• [EXERCISE REQUIREMENTS]
Transcribe all of the data exactly. Images stay out.

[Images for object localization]
□ □ □ □ □ □ □

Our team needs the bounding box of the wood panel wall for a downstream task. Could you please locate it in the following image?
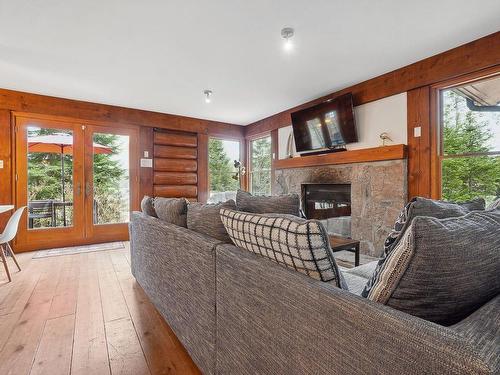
[153,130,199,199]
[0,110,12,231]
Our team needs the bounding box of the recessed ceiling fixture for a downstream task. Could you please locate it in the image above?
[203,89,213,103]
[281,27,294,51]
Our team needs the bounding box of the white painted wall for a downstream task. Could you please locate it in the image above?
[278,92,407,159]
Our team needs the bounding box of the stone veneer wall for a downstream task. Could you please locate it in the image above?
[275,160,407,257]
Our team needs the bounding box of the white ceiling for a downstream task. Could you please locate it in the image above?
[0,1,499,125]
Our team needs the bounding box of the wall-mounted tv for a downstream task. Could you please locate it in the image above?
[291,93,357,154]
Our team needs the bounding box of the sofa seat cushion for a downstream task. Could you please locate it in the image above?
[187,200,237,242]
[362,197,485,297]
[153,197,188,227]
[140,195,157,217]
[345,261,377,279]
[236,189,300,216]
[343,272,369,295]
[366,209,500,325]
[220,208,346,288]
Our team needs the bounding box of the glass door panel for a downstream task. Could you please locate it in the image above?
[84,125,138,242]
[15,116,85,251]
[92,132,130,225]
[27,126,74,229]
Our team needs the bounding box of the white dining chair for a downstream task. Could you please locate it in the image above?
[0,206,26,282]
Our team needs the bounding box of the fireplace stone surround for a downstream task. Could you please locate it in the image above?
[275,159,407,256]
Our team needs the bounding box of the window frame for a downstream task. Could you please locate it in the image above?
[430,67,500,199]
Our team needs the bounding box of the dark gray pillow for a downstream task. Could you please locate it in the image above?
[140,196,157,217]
[220,208,346,289]
[366,210,500,325]
[153,197,188,227]
[362,197,485,297]
[236,189,300,216]
[187,200,236,242]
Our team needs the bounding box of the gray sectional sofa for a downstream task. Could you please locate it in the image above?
[130,210,499,375]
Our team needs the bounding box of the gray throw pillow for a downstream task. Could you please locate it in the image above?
[140,196,157,217]
[362,197,485,297]
[187,200,237,242]
[236,189,300,216]
[220,208,346,289]
[153,197,188,227]
[366,209,500,325]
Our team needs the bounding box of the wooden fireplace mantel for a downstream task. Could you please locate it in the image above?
[274,144,407,169]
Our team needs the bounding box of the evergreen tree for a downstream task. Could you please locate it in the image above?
[208,139,239,192]
[442,91,500,203]
[250,137,271,195]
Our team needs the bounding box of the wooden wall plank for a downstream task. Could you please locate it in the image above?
[139,127,154,199]
[154,131,198,147]
[407,87,431,199]
[154,145,197,159]
[154,158,198,172]
[245,31,500,137]
[154,172,198,185]
[0,110,12,231]
[197,134,209,203]
[153,185,198,198]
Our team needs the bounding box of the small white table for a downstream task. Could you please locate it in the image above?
[0,205,14,214]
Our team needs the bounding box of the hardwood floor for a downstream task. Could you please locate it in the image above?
[0,243,200,375]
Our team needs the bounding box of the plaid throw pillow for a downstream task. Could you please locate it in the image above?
[220,208,346,288]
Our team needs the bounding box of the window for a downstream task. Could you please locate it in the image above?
[249,135,272,196]
[208,138,241,203]
[439,75,500,205]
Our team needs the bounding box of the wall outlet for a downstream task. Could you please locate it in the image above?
[414,126,422,138]
[0,160,3,169]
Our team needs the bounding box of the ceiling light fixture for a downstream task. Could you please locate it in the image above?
[281,27,294,51]
[203,89,213,103]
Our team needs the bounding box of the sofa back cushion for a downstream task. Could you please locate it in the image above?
[187,200,237,242]
[153,197,188,227]
[140,195,157,217]
[366,209,500,325]
[236,190,300,216]
[220,208,345,288]
[362,197,485,297]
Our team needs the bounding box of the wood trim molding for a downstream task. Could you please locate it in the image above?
[245,31,500,137]
[407,87,432,200]
[274,145,406,170]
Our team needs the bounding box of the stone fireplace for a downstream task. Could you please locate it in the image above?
[275,159,407,256]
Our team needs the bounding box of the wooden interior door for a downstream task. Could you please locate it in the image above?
[14,116,85,251]
[83,124,139,243]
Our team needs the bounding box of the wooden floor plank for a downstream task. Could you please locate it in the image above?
[30,314,75,375]
[48,254,80,319]
[105,317,151,375]
[0,257,64,375]
[71,252,111,375]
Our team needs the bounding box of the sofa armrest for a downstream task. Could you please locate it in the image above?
[129,211,221,374]
[215,244,493,375]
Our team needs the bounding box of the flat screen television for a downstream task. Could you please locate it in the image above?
[291,93,357,153]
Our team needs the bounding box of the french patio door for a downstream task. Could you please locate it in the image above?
[14,114,139,252]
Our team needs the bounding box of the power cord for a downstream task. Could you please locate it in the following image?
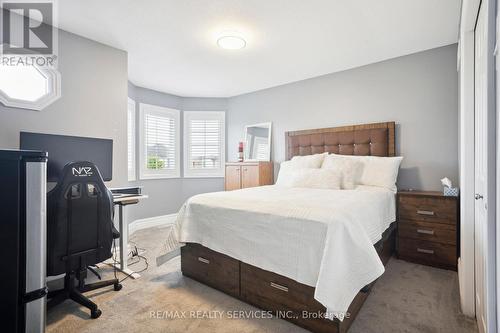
[107,239,149,283]
[129,240,146,254]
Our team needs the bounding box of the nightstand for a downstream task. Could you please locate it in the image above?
[397,191,458,270]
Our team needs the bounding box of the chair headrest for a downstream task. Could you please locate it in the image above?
[60,161,106,184]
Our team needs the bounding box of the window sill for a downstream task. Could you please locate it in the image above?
[183,174,225,179]
[139,173,181,180]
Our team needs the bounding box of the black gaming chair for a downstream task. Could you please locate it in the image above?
[46,161,122,319]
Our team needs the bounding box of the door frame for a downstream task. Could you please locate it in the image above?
[475,2,497,332]
[459,0,480,318]
[459,0,498,331]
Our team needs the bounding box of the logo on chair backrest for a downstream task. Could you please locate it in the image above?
[72,166,93,177]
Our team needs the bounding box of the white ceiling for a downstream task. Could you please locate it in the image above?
[58,0,460,98]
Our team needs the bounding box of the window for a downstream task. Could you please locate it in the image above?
[0,64,61,110]
[127,98,136,181]
[139,103,180,179]
[184,111,225,178]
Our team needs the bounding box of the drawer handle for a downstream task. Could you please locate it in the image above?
[417,210,435,216]
[270,282,288,292]
[417,229,434,235]
[417,248,434,254]
[197,257,210,264]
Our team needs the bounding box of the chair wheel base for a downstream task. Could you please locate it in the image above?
[114,283,122,291]
[91,309,102,319]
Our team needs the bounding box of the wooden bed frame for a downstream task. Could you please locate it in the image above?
[181,121,396,333]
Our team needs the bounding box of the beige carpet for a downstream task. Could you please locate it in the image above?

□ □ □ □ □ □ □

• [ANSWER SECTION]
Our team needs the bounding box of the wood panel wall for a downstream task. Could you please locate it in the following image?
[153,130,199,199]
[0,110,12,231]
Our team needs the bounding box of the recessed ceiling fixture for a downstream task. Could you please locate it in the image above?
[203,89,213,103]
[281,27,294,51]
Our team needs the bounding box of the white painted wall for a downstream task. Could you please locate it in the image above?
[278,92,407,159]
Our team needs the bounding box of the stone veneer wall for a downstream task. Could you please locate it in the image above?
[275,160,407,257]
Our team needs the bounding box of the white ceiling for a downstream task. Could you please locate it in the image above?
[0,1,499,125]
Our team needs the bounding box of the wall-mounted tv for a downstream task. Could you please locate it in the image above?
[291,93,357,154]
Our team needs the bounding box of the sofa seat cushion for a downstream task. Could you please locate it in the image above?
[187,200,237,242]
[362,197,485,297]
[153,197,188,227]
[140,195,157,217]
[345,261,377,279]
[236,189,300,216]
[343,272,369,295]
[366,209,500,325]
[220,208,346,288]
Our team needs the bounding box of the glass door panel for a downstream task. Could you please locate it in the image above?
[84,125,138,242]
[15,116,85,251]
[92,132,130,225]
[27,126,74,229]
Our team needs the bounding box of the white dining chair for a downstream task. Could you please locate it in the image above?
[0,206,26,282]
Our team needs the bounding box of the fireplace stone surround for a downstream task. Could you please locate it in the image above?
[275,159,407,256]
Our team needs the bounding box of the window frame for a downstream task. Could you please locate it in the image above?
[430,67,500,199]
Our team needs the bounding box of the dark gray pillow for a downstream task. Could you please locate it in the image above?
[140,196,157,217]
[220,208,346,289]
[366,210,500,325]
[153,197,188,227]
[362,197,485,297]
[236,189,300,216]
[187,200,236,242]
Our team needs the bounding box of the gray sectional sofa for a downstream task. Could you please locate it in the image above?
[130,210,499,375]
Our team needs the bounding box of the gray throw pillow for a downstream task. Could you please locate it in the image above?
[140,196,157,217]
[362,197,485,297]
[187,200,237,242]
[236,189,300,216]
[220,208,346,289]
[153,197,188,227]
[366,209,500,325]
Our team needs the bounding box of the wooden fireplace mantel for a downstream task. Could you please locate it in the image above?
[274,144,407,169]
Our team needs the bounding box of the evergreen tree for a downstream task. Could you please locate it in the image above?
[208,139,239,192]
[442,91,500,203]
[250,137,271,195]
Our team needs the bounding box of the wooden wall plank for a downstream task. Could you please locate it in the image above?
[139,127,154,199]
[154,131,198,147]
[407,87,431,199]
[154,145,197,159]
[154,158,198,172]
[245,31,500,137]
[154,172,198,185]
[0,110,12,231]
[197,134,209,203]
[153,185,198,198]
Our team needs the bounding box of the small white table for a downstream task. Could you please locate it in the image above?
[0,205,14,214]
Our team needs the bounding box of the hardwood floor for a downstream task. Could you please locate it in the image above?
[0,243,200,375]
Our team needs the bounding box of the plaid throw pillow for a downstream task. Could you please locate it in the image above?
[220,208,346,288]
Our team needs the bounding box of the window for a downstream task. Could you please locate it in the image above?
[249,135,272,196]
[208,138,241,203]
[439,75,500,205]
Our team needs the bounding box of the wall outlet for a downstream task. Could you please locate it in the image above?
[414,126,422,138]
[0,160,3,169]
Our team needs the bounding box of the ceiling light fixture for a downstream task. Could you please locate it in the image above?
[281,27,294,51]
[203,89,213,103]
Our team needs the bounding box of the sofa back cushion for a downstream task. Could you please locate it in the image above?
[187,200,237,242]
[153,197,188,227]
[140,195,157,217]
[366,209,500,325]
[236,190,300,216]
[220,208,345,288]
[362,197,485,297]
Our team needs the bounding box of the wood trim molding for a downstream task. Could you please locate it in the image above?
[245,31,500,137]
[407,87,432,200]
[274,145,406,170]
Our team needs the bounding box of the stone fireplace for a downstream task. Could you please locate it in the image above?
[275,159,407,256]
Our team needs the bounding box of the wooden interior door for a downstream task. Could you please locate it in the image above?
[14,116,85,251]
[83,124,139,243]
Our team needs the bounding box of the wooden floor plank for a downstream task. Could you please locate it in the image above?
[30,314,75,375]
[48,254,80,319]
[105,317,151,375]
[0,257,64,375]
[71,252,111,375]
Our team needs the bounding box of the sofa armrest for a downstream task. Could you please locate it in the image above?
[129,211,221,374]
[215,244,493,375]
Our team needs the bounding box of the flat screen television for a downstream task. Could you please locate it in the image above?
[291,93,357,153]
Our team needs the bounding box of the french patio door for a downstream task. Could you please locate it in the image above?
[14,114,139,252]
Our team needs the bounding box of the power cord for a downstream task. Could you please locate it in the following image?
[107,239,149,283]
[129,240,146,254]
Our team needs the bounding box of the nightstand for a downstream task. Could you please locate it in the image above?
[397,191,458,270]
Our team needs the bounding box of the chair headrest for a downstream task. Could you please locate it in the image above?
[60,161,106,184]
Our team needs the bounding box of the window sill for a downstream task. Could you please locate it in the image above?
[183,174,225,179]
[139,173,181,180]
Our team needs the bounding box of the black gaming chair for a downstream task. Could you please locate it in the image above?
[46,161,122,319]
Our team needs the bounding box of the door frame for a downstream task. Could you please locate it in the image above?
[475,2,497,332]
[459,0,480,318]
[459,0,498,331]
Our team needs the bounding box of the logo on chair backrest for a downstream task. Could you please locate it in the image above?
[72,166,93,177]
Our team needs the bounding box of the white ceiling for a downstream task. Could you please locate it in the image above?
[58,0,460,98]
Our team needs the bounding box of the window for a downstream task. Could you please locate it in the image above?
[0,64,61,110]
[127,98,136,181]
[139,103,180,179]
[184,111,225,178]
Our team needs the bounding box of the drawer handle for a downstream task. Could you please locate it in the image above?
[417,210,435,216]
[270,282,288,292]
[417,229,434,235]
[417,248,434,254]
[197,257,210,264]
Our team needs the bounding box of the chair wheel base for a downstream task. Could you please locate it in the image above?
[114,283,122,291]
[91,309,102,319]
Our team needs the bounding box of the wooden bed frame for a downstream task. Could you please locate it in the image above?
[181,121,396,333]
Our team needs the bounding box of the beige carpet for a downstream task. Could you please locate it in the image above?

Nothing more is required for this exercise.